:: RECORDS FOR THE EXERCISE

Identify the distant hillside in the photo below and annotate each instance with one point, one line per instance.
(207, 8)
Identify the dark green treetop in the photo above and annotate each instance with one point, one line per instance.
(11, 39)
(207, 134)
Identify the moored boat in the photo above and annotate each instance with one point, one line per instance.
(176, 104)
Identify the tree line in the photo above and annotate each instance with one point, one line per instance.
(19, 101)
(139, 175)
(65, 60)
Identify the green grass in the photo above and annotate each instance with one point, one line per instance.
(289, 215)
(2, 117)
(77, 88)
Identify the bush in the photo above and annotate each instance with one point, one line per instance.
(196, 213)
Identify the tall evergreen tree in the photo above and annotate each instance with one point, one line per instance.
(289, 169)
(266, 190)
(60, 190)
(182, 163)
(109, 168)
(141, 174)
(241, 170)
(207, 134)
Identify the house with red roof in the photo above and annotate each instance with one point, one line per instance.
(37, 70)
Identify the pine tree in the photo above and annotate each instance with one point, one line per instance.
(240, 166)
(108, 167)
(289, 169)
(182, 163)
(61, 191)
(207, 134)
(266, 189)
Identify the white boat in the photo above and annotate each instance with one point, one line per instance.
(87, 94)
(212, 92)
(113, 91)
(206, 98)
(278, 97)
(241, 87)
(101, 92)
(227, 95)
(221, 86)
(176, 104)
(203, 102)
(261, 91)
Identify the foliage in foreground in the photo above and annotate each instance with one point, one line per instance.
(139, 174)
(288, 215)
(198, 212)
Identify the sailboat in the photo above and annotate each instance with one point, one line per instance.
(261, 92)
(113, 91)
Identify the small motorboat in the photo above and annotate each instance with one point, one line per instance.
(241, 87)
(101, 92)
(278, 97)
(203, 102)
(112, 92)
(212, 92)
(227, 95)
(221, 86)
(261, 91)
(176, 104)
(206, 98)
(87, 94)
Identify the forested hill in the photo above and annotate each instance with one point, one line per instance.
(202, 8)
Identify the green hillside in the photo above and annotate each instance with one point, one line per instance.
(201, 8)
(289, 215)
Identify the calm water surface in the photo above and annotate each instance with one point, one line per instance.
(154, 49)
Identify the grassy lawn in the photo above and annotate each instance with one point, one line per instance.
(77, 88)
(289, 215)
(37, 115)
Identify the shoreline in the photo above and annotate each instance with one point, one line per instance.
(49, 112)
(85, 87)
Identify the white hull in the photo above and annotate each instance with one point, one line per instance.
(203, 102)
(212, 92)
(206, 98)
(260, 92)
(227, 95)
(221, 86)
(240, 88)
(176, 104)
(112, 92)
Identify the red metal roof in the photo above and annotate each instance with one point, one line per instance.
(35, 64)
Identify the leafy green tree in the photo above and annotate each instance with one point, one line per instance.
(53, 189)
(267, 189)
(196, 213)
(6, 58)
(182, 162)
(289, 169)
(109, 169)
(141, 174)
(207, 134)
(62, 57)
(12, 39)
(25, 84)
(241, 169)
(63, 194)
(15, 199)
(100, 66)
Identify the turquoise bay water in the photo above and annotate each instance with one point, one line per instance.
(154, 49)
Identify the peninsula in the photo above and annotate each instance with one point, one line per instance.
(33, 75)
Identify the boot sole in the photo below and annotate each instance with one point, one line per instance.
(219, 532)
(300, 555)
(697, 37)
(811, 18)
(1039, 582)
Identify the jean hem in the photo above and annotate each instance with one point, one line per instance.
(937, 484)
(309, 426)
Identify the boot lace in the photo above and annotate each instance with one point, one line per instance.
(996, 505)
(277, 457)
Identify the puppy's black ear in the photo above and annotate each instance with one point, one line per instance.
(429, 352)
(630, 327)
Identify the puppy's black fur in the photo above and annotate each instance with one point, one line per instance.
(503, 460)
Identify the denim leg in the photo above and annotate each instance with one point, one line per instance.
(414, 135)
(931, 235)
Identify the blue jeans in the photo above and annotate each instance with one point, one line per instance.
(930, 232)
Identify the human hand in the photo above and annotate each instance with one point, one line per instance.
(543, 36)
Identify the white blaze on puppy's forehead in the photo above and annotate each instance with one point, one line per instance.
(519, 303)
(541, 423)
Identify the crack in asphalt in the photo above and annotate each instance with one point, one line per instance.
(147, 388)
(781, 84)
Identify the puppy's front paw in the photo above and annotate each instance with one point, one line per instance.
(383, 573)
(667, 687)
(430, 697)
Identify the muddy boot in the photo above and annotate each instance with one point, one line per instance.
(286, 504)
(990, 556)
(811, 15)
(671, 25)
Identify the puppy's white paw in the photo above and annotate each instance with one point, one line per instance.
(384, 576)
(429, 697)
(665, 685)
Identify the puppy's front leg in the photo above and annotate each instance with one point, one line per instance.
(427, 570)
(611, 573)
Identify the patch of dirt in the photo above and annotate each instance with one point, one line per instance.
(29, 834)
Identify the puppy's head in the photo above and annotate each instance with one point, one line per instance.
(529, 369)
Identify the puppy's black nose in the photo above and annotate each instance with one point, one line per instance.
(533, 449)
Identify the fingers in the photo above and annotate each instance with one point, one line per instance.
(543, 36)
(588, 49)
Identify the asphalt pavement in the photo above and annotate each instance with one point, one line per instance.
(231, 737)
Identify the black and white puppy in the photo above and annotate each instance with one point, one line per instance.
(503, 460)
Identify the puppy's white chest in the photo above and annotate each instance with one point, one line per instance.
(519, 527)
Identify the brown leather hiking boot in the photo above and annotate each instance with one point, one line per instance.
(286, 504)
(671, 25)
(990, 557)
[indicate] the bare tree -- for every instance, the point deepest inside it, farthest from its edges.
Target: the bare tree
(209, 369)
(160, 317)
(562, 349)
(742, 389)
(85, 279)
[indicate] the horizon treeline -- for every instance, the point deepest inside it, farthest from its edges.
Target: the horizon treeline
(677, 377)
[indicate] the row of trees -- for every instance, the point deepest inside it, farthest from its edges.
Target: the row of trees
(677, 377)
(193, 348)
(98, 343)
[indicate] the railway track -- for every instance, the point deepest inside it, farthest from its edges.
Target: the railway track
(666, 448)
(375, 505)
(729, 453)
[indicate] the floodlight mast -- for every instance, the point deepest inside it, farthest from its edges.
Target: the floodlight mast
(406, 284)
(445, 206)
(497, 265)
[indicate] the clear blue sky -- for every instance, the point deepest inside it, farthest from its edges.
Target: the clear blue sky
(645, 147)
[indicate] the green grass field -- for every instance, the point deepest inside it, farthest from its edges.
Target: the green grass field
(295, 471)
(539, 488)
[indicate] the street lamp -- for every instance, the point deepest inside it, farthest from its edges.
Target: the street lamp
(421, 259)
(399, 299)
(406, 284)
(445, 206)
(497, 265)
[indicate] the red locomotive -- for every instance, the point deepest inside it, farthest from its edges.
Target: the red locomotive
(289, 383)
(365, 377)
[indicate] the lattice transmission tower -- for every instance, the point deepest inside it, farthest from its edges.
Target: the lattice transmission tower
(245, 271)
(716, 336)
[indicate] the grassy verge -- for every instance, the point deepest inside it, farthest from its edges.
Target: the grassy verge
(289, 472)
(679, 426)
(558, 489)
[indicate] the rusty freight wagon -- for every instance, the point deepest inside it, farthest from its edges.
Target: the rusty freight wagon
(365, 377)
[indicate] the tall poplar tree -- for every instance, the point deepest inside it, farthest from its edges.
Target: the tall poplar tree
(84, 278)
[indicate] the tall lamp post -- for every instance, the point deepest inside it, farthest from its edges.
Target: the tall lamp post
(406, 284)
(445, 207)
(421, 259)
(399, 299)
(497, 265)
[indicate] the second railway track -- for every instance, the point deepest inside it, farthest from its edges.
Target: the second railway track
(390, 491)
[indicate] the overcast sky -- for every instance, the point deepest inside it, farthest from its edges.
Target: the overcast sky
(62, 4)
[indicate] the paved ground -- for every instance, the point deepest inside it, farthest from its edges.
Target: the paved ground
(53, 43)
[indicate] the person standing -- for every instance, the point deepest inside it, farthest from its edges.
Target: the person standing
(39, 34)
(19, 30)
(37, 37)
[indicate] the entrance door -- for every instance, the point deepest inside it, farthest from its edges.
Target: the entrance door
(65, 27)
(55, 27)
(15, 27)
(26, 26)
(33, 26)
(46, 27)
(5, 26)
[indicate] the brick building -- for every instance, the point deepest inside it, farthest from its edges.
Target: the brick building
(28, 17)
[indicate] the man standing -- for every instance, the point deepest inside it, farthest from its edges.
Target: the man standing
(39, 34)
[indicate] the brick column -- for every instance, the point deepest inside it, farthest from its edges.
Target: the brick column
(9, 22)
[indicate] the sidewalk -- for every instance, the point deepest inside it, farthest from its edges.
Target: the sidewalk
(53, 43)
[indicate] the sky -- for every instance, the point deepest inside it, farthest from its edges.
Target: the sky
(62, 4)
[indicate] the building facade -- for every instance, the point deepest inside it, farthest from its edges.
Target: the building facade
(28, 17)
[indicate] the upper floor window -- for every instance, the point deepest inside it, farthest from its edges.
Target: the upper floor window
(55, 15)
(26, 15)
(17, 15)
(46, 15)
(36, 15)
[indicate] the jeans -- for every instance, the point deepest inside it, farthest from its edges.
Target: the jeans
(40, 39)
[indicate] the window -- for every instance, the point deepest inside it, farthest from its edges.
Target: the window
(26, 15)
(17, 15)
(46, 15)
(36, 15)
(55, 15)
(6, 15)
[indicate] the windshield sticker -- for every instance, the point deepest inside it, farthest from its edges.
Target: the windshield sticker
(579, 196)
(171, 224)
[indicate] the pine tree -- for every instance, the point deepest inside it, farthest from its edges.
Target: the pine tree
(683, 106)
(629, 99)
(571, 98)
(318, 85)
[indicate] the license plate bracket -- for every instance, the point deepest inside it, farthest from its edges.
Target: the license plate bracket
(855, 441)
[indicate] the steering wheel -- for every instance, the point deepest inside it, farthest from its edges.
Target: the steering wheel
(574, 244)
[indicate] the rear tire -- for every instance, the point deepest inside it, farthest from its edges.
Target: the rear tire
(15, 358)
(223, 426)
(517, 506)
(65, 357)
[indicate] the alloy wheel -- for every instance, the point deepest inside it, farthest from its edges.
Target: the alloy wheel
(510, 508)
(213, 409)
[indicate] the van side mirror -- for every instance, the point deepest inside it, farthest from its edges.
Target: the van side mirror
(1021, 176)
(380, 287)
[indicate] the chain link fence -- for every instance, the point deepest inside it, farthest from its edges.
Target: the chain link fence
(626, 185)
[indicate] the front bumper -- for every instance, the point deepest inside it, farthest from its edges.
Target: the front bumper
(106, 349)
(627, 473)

::::

Quote exactly and only the lines from the one holding "[indicate] the building" through the end of the data.

[indicate] the building facade -- for every instance, the point deepest inside it, farthest from its edges.
Target: the building facade
(28, 17)
[indicate] the upper floor window -- for every instance, the point deepest inside it, farthest from its edges.
Target: the upper floor window
(55, 15)
(26, 15)
(17, 15)
(46, 15)
(36, 15)
[indicate] the jeans -- for every instance, the point deepest inside it, farthest from its edges.
Target: the jeans
(40, 39)
[indicate] the window -- for every instance, the point deepest inside it, farthest from its edges.
Target: the window
(26, 15)
(17, 15)
(46, 15)
(36, 15)
(55, 15)
(6, 15)
[indicate] the windshield sticker -- for every instance, the point deepest inside it, farthest from its edges.
Target: the windshield sticker
(579, 196)
(171, 224)
[indicate] the pine tree -- for every instance, the point deepest inside it, farthest from its edges.
Target: the pine tree
(683, 106)
(629, 99)
(571, 98)
(318, 85)
[indicate] the license plate bracket -- for every instance, the point deepest inside it, farthest from its edges.
Target: the license plate bracket
(855, 441)
[indicate] the steering wheel -- for every instance, the point deepest inside it, farthest from its edges.
Target: the steering wheel
(574, 244)
[indicate] the rear tire -- for every instance, the point deepest inside it, farthest from its edges.
Target: the rear tire
(15, 358)
(223, 426)
(517, 506)
(65, 357)
[indicate] the alloy wheel -- for every instance, the point deepest inside it, farthest from its edges.
Target: the alloy wheel
(510, 508)
(213, 409)
[indicate] the van side mirror -- for every instance, the point deepest inside it, farthest from its edges.
Target: the van side mirror
(1021, 176)
(380, 287)
[indicate] the chain link fence -- for every instance, the point deepest inside it, farthest from its edges.
Target: the chain link fence
(626, 185)
[indicate] the front bumper -- for every instance, the point deepest inside it, farthest from its edges.
Target: the front bumper
(106, 349)
(627, 473)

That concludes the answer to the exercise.